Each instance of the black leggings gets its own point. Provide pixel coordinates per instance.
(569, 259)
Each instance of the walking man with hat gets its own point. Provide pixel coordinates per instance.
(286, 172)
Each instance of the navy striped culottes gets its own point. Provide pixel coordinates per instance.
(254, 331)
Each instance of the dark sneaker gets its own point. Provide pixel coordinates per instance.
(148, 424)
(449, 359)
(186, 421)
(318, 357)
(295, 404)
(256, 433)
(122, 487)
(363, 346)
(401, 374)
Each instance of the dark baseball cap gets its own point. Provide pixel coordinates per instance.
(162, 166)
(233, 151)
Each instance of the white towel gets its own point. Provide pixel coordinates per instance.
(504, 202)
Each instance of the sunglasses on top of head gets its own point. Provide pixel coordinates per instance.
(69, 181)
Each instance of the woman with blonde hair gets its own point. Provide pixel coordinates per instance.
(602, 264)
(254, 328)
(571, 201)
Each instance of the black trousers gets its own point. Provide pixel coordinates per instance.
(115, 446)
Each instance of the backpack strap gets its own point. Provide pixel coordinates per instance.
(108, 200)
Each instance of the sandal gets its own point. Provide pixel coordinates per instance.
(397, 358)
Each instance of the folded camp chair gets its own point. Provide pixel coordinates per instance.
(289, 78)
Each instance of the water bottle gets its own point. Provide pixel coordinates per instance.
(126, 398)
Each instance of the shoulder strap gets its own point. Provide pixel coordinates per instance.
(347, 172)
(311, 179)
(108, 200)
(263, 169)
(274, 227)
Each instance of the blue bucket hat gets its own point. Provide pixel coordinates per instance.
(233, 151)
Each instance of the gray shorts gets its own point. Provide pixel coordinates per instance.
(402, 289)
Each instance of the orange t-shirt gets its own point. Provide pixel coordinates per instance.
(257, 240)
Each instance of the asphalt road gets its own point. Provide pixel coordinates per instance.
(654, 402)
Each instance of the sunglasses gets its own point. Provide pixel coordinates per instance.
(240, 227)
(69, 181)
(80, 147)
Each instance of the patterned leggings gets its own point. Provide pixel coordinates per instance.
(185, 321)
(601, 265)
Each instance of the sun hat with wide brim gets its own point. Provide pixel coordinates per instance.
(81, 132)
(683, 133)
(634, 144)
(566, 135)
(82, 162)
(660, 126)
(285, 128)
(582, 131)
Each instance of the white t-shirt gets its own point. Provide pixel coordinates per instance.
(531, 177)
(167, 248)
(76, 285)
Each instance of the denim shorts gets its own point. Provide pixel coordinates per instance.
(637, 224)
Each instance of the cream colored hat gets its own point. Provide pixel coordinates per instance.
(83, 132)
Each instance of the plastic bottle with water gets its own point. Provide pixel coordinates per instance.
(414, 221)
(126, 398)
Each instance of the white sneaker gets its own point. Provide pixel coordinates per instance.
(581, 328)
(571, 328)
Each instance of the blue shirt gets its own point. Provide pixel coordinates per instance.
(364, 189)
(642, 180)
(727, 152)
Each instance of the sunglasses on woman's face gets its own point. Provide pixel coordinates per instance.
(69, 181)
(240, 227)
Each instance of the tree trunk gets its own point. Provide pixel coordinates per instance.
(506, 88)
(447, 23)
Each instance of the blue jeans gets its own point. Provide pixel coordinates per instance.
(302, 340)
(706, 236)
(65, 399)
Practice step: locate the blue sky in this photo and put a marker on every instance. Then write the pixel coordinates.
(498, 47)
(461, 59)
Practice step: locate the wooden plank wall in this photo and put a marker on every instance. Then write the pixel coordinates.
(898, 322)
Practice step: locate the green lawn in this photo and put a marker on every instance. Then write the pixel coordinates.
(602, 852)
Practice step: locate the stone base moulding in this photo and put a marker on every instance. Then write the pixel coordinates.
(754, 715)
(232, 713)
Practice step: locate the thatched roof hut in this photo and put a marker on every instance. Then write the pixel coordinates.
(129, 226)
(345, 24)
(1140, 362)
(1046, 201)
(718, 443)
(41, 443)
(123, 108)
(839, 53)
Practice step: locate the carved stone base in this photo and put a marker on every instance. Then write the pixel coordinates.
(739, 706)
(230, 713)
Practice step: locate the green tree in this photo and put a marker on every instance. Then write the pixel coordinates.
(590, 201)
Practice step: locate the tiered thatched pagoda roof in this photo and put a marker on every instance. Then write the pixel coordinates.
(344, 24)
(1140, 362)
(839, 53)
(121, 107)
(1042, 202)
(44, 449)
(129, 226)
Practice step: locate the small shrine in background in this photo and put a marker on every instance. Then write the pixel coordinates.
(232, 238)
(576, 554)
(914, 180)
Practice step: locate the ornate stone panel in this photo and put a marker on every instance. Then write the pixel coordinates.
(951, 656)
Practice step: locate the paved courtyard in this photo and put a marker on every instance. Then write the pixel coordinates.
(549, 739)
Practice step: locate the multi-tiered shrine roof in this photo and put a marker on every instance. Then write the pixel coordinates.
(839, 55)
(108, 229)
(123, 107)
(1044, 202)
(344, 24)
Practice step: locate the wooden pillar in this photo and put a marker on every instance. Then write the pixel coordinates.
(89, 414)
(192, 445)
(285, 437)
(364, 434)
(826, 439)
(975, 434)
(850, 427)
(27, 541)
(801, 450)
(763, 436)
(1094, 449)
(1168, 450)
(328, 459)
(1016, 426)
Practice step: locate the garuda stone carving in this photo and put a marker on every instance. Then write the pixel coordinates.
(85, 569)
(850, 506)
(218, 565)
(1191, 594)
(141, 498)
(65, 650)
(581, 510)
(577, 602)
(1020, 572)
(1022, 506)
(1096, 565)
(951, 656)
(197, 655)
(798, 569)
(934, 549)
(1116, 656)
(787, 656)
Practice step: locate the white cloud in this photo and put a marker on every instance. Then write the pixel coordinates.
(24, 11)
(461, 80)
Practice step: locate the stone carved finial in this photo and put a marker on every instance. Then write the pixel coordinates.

———

▶ _What is required_:
From the line with "Practice step: locate the wooden pillar" through the last line of the records, set down every line exactly as written and leave out all others.

▶ _Answer section_:
Practice step: locate the wooden pillar in this photo and put a marker on every instance. Then write the pixel coordinates.
(89, 414)
(192, 445)
(285, 437)
(364, 434)
(826, 439)
(975, 434)
(850, 427)
(27, 541)
(801, 450)
(763, 436)
(1094, 449)
(1168, 450)
(328, 459)
(1016, 426)
Practice step: locate the garuda stone carving in this photo and put a marker on every instance. Then write the pixel coordinates.
(85, 569)
(850, 506)
(218, 565)
(1191, 594)
(141, 498)
(65, 650)
(581, 510)
(577, 602)
(1020, 572)
(1022, 506)
(1096, 565)
(951, 656)
(197, 655)
(798, 569)
(934, 549)
(1116, 656)
(787, 656)
Practice step: locate the white cloud in this photo and put a marker on every instance. Then write the pixel coordinates.
(24, 11)
(461, 80)
Practice step: locate the stone carved finial in this photo and put a marker on every instance. Then write the pixel coordinates.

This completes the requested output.